- WORKING DATA
☆ ☆ ☆ ☆

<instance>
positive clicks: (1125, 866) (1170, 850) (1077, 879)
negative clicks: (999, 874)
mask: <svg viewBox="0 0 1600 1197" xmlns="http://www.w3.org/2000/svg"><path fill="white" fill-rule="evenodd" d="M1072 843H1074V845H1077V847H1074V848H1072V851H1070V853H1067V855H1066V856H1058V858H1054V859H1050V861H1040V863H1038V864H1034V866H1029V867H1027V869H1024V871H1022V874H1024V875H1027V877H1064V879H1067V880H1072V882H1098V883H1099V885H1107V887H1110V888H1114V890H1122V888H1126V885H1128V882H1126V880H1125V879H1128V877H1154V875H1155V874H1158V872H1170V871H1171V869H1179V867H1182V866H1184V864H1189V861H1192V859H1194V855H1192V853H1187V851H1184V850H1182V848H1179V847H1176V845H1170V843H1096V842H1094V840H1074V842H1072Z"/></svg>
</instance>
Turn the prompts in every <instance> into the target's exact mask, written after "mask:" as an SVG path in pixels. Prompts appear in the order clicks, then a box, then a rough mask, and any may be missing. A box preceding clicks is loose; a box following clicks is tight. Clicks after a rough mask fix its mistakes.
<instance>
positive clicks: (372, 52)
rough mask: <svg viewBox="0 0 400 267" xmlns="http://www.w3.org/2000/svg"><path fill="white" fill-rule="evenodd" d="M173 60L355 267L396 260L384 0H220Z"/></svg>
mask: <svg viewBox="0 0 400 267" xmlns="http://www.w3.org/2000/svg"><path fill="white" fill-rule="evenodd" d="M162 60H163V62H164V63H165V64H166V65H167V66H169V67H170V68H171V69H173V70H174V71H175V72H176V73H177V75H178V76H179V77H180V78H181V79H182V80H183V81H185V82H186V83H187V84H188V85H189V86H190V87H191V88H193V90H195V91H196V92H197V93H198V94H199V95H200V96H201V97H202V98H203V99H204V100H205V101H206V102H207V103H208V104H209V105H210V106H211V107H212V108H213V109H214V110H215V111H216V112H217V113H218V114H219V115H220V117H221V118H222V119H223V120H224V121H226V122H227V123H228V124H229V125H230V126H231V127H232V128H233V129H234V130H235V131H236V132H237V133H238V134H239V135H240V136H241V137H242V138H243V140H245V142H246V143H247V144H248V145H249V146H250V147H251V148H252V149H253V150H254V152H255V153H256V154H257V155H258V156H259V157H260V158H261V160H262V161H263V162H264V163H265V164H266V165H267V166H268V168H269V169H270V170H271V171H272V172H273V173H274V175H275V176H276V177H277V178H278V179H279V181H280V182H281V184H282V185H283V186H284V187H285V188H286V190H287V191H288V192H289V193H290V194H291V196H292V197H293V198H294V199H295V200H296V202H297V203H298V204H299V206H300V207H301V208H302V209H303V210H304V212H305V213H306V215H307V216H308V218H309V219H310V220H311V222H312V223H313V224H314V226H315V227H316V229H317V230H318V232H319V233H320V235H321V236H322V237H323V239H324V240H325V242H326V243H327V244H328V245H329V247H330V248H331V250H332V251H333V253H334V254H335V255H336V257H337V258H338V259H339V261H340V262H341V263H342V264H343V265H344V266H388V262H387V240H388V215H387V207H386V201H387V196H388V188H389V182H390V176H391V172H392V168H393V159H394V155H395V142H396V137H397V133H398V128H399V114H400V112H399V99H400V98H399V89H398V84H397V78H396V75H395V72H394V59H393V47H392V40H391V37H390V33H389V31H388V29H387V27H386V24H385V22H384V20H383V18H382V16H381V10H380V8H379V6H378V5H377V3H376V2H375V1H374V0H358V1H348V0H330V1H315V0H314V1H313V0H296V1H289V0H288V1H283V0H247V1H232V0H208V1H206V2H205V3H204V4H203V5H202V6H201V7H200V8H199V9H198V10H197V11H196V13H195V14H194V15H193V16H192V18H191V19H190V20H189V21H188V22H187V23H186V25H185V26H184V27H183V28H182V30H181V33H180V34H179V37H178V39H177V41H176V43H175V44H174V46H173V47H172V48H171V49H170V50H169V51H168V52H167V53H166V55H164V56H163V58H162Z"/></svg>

☆ ☆ ☆ ☆

- WHAT THIS TASK INVOLVES
Print only these lines, please. They run from the start of the entries above to the line containing "positive clicks: (372, 52)", both ends included, and must match exactly.

- ANSWER SPACE
<instance>
positive clicks: (1125, 866) (1170, 850) (1077, 879)
negative clicks: (999, 874)
mask: <svg viewBox="0 0 1600 1197" xmlns="http://www.w3.org/2000/svg"><path fill="white" fill-rule="evenodd" d="M1072 843H1074V845H1077V847H1074V848H1072V851H1070V853H1067V855H1066V856H1058V858H1054V859H1050V861H1040V863H1038V864H1034V866H1029V867H1027V869H1024V871H1022V874H1024V875H1027V877H1064V879H1067V880H1072V882H1098V883H1099V885H1107V887H1110V888H1114V890H1122V888H1126V885H1128V882H1126V880H1125V879H1128V877H1154V875H1155V874H1158V872H1170V871H1171V869H1179V867H1182V866H1184V864H1189V861H1192V859H1194V855H1192V853H1187V851H1184V850H1182V848H1179V847H1176V845H1170V843H1096V842H1094V840H1074V842H1072Z"/></svg>
</instance>
Turn the prompts in every <instance> into the target's exact mask, written after "mask:" as an SVG path in pixels. Prompts appear in the order clicks, then a box, then a rough mask, and any may be missing. A box preceding clicks is loose; a box following clicks is tight. Clicks after a rough mask fix its mistakes.
<instance>
positive clicks: (372, 52)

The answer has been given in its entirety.